Data listing:
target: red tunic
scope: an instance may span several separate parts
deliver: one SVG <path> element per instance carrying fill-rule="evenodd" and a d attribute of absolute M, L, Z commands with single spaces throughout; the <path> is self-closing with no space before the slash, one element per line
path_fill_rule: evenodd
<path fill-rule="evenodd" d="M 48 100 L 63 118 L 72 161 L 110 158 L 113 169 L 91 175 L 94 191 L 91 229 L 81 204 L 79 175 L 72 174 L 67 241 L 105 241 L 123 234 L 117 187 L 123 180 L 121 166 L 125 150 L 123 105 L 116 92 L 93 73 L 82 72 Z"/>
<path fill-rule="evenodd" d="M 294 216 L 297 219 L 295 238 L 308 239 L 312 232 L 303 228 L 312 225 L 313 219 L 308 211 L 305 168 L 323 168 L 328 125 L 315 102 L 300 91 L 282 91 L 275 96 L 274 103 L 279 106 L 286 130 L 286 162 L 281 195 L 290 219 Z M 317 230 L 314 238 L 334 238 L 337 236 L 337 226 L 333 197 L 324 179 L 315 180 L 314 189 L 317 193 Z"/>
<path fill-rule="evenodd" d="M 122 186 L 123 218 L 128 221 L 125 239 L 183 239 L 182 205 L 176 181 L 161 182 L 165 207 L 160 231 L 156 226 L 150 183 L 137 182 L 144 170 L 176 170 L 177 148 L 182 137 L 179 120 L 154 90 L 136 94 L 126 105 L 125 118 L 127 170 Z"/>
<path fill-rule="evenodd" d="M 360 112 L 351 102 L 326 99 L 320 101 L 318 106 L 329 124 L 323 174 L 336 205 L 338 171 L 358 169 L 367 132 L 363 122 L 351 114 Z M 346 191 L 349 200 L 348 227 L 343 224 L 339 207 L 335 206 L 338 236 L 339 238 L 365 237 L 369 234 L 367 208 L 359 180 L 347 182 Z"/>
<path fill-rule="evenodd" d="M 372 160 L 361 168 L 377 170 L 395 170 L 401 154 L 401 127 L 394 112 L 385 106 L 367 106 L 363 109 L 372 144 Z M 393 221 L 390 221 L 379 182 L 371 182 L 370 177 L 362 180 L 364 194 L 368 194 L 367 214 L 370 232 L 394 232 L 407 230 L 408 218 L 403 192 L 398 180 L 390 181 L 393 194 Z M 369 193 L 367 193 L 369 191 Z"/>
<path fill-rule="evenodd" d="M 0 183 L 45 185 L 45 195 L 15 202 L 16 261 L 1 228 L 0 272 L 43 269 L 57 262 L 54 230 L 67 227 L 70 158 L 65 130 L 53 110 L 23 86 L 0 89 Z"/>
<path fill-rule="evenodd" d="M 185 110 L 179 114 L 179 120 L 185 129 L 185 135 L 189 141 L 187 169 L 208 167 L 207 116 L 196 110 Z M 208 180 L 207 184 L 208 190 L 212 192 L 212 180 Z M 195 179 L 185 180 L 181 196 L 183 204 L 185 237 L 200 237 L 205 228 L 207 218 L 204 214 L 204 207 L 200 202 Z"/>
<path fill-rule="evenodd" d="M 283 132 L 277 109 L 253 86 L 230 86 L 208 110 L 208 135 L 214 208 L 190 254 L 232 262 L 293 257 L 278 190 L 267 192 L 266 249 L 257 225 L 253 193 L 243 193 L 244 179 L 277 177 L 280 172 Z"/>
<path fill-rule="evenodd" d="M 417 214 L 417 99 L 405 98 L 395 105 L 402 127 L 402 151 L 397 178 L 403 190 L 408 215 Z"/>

• _Your task_:
Please reproduce the data above with "red tunic" swapped for "crimson tunic", keeping everything else unchanged.

• _The response_:
target: crimson tunic
scope: an instance may span several separate parts
deliver: one SVG <path> element per instance carrying fill-rule="evenodd" and a d attribute of absolute M, L, Z commands with single spaces throughout; the <path> is self-closing with no space before the slash, one element per line
path_fill_rule: evenodd
<path fill-rule="evenodd" d="M 48 100 L 63 118 L 72 161 L 110 158 L 113 169 L 91 175 L 94 191 L 91 229 L 81 204 L 79 175 L 72 174 L 67 241 L 105 241 L 123 234 L 117 187 L 123 180 L 121 166 L 125 150 L 123 105 L 116 92 L 93 73 L 82 72 Z"/>
<path fill-rule="evenodd" d="M 294 216 L 297 219 L 295 238 L 308 239 L 312 232 L 303 228 L 312 225 L 313 219 L 308 211 L 305 168 L 323 168 L 328 125 L 315 102 L 300 91 L 282 91 L 275 96 L 274 103 L 279 106 L 286 130 L 286 162 L 281 195 L 290 219 Z M 317 230 L 314 238 L 334 238 L 337 236 L 337 226 L 333 197 L 324 179 L 315 180 L 314 189 L 317 193 Z"/>
<path fill-rule="evenodd" d="M 122 186 L 123 218 L 128 221 L 125 239 L 183 239 L 182 205 L 176 181 L 161 182 L 165 207 L 160 231 L 156 226 L 150 183 L 137 182 L 144 170 L 176 170 L 177 148 L 182 137 L 179 120 L 154 90 L 136 94 L 126 105 L 125 118 L 127 170 Z"/>
<path fill-rule="evenodd" d="M 360 112 L 351 102 L 326 99 L 320 101 L 318 106 L 329 124 L 323 174 L 336 205 L 338 171 L 358 169 L 367 132 L 363 122 L 351 114 Z M 346 191 L 349 200 L 348 227 L 343 224 L 339 207 L 335 206 L 338 236 L 339 238 L 365 237 L 369 234 L 367 208 L 359 180 L 347 182 Z"/>
<path fill-rule="evenodd" d="M 372 160 L 361 168 L 377 170 L 395 170 L 401 154 L 401 127 L 394 112 L 385 106 L 367 106 L 363 109 L 372 144 Z M 393 221 L 390 221 L 379 182 L 371 182 L 370 177 L 362 180 L 364 194 L 368 194 L 367 214 L 370 232 L 394 232 L 407 230 L 408 218 L 403 192 L 398 180 L 390 181 L 393 194 Z M 369 193 L 367 193 L 369 191 Z"/>
<path fill-rule="evenodd" d="M 0 183 L 45 185 L 45 195 L 15 202 L 16 261 L 1 228 L 0 272 L 43 269 L 57 262 L 54 230 L 67 227 L 70 158 L 65 130 L 53 110 L 23 86 L 0 89 Z"/>
<path fill-rule="evenodd" d="M 185 110 L 179 114 L 179 120 L 185 129 L 185 135 L 189 141 L 187 169 L 208 167 L 207 116 L 196 110 Z M 208 180 L 207 184 L 208 190 L 212 192 L 212 180 Z M 195 179 L 185 180 L 181 196 L 183 204 L 185 237 L 200 237 L 205 228 L 207 218 L 204 214 L 204 207 L 200 202 Z"/>
<path fill-rule="evenodd" d="M 283 132 L 277 109 L 253 86 L 230 86 L 208 110 L 208 135 L 214 208 L 190 254 L 232 262 L 293 257 L 278 190 L 267 192 L 266 249 L 257 225 L 253 193 L 243 193 L 244 179 L 277 177 L 280 172 Z"/>
<path fill-rule="evenodd" d="M 417 214 L 417 99 L 405 98 L 395 105 L 402 127 L 402 151 L 397 178 L 403 190 L 408 215 Z"/>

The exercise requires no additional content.